(Object pointing dataset rows)
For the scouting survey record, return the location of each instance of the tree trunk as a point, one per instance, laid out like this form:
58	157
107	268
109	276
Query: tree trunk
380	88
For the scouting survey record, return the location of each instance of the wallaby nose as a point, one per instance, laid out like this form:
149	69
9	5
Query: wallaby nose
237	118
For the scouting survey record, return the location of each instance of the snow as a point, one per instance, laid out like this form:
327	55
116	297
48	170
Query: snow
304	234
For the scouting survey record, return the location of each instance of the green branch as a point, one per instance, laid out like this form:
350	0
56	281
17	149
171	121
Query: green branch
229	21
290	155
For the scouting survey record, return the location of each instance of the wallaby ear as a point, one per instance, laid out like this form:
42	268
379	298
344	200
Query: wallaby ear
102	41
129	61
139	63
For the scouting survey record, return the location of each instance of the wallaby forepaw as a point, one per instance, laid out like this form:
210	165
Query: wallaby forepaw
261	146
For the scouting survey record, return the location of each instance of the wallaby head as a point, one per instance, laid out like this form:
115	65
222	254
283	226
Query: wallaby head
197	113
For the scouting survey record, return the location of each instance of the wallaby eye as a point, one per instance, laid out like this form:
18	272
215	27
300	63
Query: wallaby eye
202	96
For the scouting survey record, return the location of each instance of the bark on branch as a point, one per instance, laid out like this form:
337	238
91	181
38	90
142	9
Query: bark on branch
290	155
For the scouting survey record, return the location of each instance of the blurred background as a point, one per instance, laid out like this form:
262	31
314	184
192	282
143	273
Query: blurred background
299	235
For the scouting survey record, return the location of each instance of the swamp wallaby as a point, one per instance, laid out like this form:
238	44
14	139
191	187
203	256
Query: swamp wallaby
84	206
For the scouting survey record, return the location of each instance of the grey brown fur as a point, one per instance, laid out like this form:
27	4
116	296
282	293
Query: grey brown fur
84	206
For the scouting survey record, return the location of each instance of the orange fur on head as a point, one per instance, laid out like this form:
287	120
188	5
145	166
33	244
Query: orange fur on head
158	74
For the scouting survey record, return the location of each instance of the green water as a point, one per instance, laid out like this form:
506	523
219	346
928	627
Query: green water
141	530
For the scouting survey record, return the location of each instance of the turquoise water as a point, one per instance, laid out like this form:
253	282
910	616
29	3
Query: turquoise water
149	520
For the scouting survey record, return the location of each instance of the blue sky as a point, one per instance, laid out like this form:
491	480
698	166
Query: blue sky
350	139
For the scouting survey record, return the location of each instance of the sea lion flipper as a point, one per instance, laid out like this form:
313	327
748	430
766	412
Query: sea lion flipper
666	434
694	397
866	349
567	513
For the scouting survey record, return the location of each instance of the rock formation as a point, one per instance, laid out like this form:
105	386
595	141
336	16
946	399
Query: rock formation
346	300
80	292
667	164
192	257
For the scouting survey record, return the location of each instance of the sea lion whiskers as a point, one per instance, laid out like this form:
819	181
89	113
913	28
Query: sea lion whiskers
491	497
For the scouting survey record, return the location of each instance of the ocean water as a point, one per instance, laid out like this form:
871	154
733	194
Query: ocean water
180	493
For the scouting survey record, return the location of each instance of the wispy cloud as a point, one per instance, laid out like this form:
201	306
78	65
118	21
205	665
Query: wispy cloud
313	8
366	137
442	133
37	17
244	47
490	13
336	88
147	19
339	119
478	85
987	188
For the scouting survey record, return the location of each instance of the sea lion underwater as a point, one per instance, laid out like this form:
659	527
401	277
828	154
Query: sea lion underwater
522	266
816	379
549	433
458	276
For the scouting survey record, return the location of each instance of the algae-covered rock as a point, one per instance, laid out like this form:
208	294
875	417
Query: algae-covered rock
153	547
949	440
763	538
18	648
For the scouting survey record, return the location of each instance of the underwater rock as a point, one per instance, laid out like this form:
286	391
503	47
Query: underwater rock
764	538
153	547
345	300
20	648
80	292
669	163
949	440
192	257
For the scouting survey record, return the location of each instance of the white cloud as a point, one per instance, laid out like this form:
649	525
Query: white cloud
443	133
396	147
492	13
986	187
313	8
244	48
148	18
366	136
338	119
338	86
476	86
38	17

> [EXERCISE DETAILS] Rewrite the lines from the one containing "of the underwater" through the end of the records, inclusive, changing every "white cloud" to "gray cloud" and leaving everything else as it is.

> [SOLVED EXERCISE]
For the scouting survey record, return the location of each instance of the underwater rock as a point, one per instance, laid out like this form:
286	391
503	47
Query: underwater rock
764	538
153	547
345	300
20	648
80	292
669	163
949	440
192	257
For the scouting survey record, return the location of each instance of the gray cloud as a point, one per instance, laid out like this form:
649	525
Query: gray cloud
443	133
396	147
492	13
986	187
313	8
244	48
148	18
366	136
338	119
338	86
476	86
38	17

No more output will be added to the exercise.